> **Esercizi**:
**1.** Nel testo sugli Amplifier, grazie a che cosa arrivò il brano “Motorhead” in diretta da Radio Popolare nell’estate 2005? Rispondi in una-tre frasi.
**2.** Quali etichette discografiche nomina il testo? Elencale tutte.
**3.** Estrai dal testo il tratto che va da “Non ricordo il” fino a “parte della SPV.”.

> **Testo**:
[Intervista] Sel Balamir – Amplifier

Creato il 11 marzo 2013 da Claudiober

Sel Balamir, Milano, 6 febbraio 2013

Ricordo ancora bene quando ascoltai per la prima volta gli Amplifier, allora in formazione a tre. Pochi, e pure io lo ignoravo all’epoca, sanno che il gruppo debuttò nel lontano 2004 su Music For Nations, poco prima che questa chiudesse i battenti definitivamente. Era l’etichetta anche di Opeth, che traslocarono su Roadrunner, e Anathema, che avrebbero pubblicato un nuovo lavoro solo sei anni dopo su K-Scope (guarda caso, attuale casa discografica degli Amplifier!).

Non ricordo il giorno esatto, ma si trattava probabilmente di un lunedì sera qualsiasi dell’estate 2005, quando in diretta radiofonica, dagli studi di Radio Popolare di Milano, fu trasmesso – ed io ero in studio con il conduttore – il primo brano del loro omonimo debutto, intitolato “Motorhead”: un fulmine a ciel sereno, letteralmente, che giunse anche grazie alla ristampa di “Amplifier” da parte della SPV.

Descrizioni di regioni in linguaggio naturale

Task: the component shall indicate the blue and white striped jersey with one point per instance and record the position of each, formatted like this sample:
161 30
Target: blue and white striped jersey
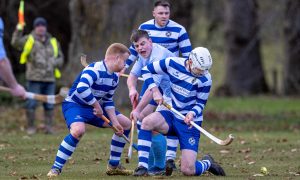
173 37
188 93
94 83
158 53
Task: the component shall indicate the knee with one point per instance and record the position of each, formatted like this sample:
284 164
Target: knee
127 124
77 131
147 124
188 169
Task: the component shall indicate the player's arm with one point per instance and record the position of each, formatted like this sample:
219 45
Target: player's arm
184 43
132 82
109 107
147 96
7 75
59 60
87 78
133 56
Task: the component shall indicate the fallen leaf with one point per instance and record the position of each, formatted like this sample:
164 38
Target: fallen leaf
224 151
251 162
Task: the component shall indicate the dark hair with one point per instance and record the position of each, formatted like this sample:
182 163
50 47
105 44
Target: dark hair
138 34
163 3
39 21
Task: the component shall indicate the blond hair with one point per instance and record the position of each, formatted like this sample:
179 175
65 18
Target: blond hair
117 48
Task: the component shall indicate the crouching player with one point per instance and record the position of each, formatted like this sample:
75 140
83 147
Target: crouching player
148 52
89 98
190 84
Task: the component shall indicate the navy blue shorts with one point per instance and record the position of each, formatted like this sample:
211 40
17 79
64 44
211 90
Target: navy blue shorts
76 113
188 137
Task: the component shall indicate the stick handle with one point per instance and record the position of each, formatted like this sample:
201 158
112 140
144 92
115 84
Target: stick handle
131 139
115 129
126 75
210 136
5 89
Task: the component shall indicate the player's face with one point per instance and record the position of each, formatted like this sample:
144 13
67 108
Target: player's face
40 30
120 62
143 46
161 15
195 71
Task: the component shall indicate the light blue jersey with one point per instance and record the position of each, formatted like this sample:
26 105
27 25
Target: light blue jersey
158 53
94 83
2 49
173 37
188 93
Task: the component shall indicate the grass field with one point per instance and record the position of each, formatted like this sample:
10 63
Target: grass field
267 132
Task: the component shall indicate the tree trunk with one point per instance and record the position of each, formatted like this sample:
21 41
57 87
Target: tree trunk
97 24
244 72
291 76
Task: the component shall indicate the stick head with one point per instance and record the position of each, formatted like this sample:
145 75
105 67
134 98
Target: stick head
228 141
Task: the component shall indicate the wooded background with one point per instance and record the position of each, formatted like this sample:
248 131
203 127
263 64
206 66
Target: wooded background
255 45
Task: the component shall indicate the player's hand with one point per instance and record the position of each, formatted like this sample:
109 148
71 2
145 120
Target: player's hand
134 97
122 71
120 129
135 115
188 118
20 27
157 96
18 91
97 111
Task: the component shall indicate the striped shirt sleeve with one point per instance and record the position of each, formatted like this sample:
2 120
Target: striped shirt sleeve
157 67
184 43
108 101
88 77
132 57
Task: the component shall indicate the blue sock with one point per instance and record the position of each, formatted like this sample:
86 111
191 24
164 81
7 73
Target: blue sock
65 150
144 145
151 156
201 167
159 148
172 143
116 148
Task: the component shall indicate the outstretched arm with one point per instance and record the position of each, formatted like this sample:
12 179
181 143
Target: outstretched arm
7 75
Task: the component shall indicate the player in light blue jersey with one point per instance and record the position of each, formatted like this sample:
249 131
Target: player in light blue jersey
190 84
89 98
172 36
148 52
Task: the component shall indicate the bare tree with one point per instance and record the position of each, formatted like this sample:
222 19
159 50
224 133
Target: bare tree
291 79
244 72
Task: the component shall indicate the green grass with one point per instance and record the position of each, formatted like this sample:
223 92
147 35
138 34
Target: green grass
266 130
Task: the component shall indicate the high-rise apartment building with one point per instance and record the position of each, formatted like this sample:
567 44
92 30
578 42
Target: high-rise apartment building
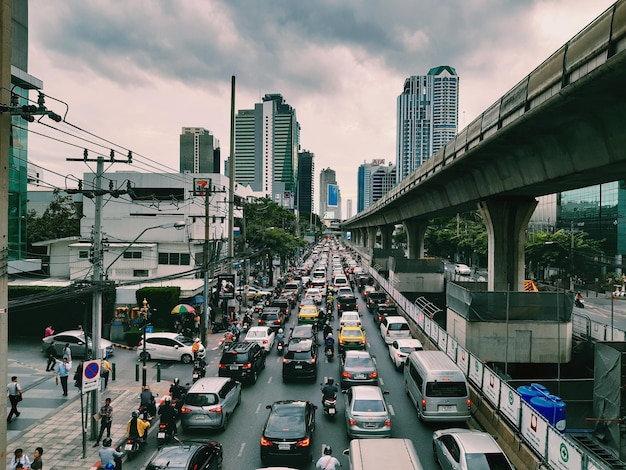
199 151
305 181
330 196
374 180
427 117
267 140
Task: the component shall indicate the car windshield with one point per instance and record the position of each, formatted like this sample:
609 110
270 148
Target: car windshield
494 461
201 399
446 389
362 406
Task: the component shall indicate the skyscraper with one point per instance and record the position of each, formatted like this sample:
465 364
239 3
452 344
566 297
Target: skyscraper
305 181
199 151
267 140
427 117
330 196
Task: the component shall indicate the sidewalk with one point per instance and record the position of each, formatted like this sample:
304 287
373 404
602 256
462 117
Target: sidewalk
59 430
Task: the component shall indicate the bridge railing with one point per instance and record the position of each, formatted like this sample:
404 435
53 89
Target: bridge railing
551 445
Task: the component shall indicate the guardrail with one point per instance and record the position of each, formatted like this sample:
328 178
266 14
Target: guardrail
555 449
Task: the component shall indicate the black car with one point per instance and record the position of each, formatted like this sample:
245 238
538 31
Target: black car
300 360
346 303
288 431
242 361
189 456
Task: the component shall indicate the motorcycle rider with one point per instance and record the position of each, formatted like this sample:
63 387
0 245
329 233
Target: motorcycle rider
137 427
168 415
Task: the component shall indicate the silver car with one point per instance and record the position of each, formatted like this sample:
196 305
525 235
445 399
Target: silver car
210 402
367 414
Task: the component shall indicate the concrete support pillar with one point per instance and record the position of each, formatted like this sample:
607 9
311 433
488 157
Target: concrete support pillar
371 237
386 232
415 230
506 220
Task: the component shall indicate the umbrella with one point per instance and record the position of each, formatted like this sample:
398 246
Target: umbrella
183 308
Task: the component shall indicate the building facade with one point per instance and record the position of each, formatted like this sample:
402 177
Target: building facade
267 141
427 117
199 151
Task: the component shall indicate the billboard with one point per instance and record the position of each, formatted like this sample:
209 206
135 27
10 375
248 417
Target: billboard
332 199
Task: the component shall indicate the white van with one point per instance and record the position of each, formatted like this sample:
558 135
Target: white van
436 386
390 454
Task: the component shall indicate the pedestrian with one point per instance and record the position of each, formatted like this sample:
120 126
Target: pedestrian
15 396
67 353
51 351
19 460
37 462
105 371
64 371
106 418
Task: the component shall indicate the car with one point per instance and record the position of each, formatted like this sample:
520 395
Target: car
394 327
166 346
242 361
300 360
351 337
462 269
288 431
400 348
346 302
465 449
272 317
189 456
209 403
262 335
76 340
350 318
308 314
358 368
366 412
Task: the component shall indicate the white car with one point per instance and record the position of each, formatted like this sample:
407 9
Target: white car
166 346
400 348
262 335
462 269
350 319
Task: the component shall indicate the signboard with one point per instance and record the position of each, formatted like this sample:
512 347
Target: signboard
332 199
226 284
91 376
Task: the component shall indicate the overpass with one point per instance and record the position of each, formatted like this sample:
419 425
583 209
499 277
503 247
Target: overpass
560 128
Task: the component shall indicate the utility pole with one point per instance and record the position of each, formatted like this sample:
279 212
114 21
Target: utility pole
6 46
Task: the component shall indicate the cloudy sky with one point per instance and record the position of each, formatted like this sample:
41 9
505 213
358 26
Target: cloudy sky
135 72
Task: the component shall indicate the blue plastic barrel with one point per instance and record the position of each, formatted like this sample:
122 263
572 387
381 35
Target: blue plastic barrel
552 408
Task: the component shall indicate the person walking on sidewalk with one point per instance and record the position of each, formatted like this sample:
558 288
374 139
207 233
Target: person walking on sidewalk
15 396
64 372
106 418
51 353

> **Risposte per esercizio**:
**1.** Il brano arrivò anche grazie alla ristampa dell’album omonimo “Amplifier” da parte della SPV.

**2.**
Music For Nations
Roadrunner
K-Scope
SPV

**3.**
Non ricordo il giorno esatto, ma si trattava probabilmente di un lunedì sera qualsiasi dell’estate 2005, quando in diretta radiofonica, dagli studi di Radio Popolare di Milano, fu trasmesso – ed io ero in studio con il conduttore – il primo brano del loro omonimo debutto, intitolato “Motorhead”: un fulmine a ciel sereno, letteralmente, che giunse anche grazie alla ristampa di “Amplifier” da parte della SPV.